For patients with recurrent retroperitoneal sarcomas that cannot be treated surgically, treatment choices are limited. These tumors can grow in the abdomen adjacent to vital organs or enmeshed within the bowel. Given their radioresistant nature, they require high doses of radiation that risk damaging healthy nearby tissue. Once patients have undergone an initial radiation course, doctors are often left with no safe radiation treatment option.
But a pilot study from Fox Chase Cancer Center, presented at the American Society for Radiation Oncology (ASTRO) 2025 Annual Meeting, offers patients and physicians new options. Researchers found that using computed tomography (CT)-adaptive stereotactic body radiation therapy (CTA-SBRT) can make repeat radiation not only possible, but safe. The study also underscores the promise this new therapy offers for many different types of cancer. It was presented by Lubas et al at the meeting (Abstract 2164).
A New Option for Patients With Recurrent Disease
The study was conducted by Maryanne J. Lubas, DO, a fifth-year radiation oncology resident at Fox Chase, under the leadership of Rebecca Shulman, MD, Assistant Professor in the Department of Radiation Oncology. Their team reviewed the cases of five patients treated with adaptive re-irradiation between April 2024 and January 2025.
At each treatment, the team prepared two plans: a standard one created in advance and a second adaptive plan built from same-day imaging. Every session, the adaptive plan proved to be the better choice.
“These patients often face a difficult situation,” Dr. Lubas explained. “With adaptive therapy, we’ve shown it’s possible to move beyond short-term palliative intent and aim for long-term control of disease.”
Study Highlights at a Glance
- Radiation to the small intestine was reduced by 21% with the adaptive plan, while tumor doses rose by 7.7%.
- Patients treated with the adaptive regimen experienced no serious complications and no emergency surgeries.
- Quality of life was preserved; patients maintained normal bowel and bladder function.
- Each treatment session was re-optimized in real time.
At the center of this progress is the Ethos cone-beam CT adaptive system, which uses imaging and artificial intelligence software to re-optimize each plan while the patient is already receiving treatment. Together, these innovations make it possible to closely track tumors during treatment.

^^^^^^^^^^^^^^^^

### Work required
In one to three sentences, explain why the sarcoma article says doctors often have no safe radiation option after a patient's first radiation course. The data that follows has no connection to the text above.

### Data extract

^^^^^^^^^^^^^^^^

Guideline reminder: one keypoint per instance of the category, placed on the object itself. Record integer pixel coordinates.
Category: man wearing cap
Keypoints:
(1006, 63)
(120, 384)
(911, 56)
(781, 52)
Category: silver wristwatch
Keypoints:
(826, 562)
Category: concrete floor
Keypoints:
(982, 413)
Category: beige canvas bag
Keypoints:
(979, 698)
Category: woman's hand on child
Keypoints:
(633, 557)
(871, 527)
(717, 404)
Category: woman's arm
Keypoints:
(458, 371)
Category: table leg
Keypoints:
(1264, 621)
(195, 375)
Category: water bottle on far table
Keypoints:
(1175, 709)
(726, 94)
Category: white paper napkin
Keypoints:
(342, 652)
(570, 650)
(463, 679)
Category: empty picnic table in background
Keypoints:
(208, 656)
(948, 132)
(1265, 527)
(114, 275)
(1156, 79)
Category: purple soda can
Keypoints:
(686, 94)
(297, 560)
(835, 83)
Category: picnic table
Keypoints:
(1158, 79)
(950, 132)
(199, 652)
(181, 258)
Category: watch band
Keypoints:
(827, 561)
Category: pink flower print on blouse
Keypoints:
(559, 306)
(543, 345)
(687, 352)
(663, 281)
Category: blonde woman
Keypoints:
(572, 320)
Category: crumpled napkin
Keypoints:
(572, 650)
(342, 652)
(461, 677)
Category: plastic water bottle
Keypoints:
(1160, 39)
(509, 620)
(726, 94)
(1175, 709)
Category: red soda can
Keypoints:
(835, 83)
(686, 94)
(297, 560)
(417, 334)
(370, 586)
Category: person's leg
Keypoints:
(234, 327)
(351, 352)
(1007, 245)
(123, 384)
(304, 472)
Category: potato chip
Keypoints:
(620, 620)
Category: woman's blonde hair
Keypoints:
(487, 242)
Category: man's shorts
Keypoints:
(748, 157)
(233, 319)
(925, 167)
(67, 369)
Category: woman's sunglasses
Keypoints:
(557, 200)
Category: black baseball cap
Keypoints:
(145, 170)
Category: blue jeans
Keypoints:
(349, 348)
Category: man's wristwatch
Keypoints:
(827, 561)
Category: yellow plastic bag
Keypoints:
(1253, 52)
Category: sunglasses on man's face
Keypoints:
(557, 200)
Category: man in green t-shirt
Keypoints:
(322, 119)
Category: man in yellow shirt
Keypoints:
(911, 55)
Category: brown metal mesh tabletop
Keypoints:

^^^^^^^^^^^^^^^^

### Written reply
These tumors can grow next to vital organs or within the bowel, and because they resist radiation, they need high doses. Those doses risk damaging healthy nearby tissue, so once an initial course has been given, further radiation is often unsafe.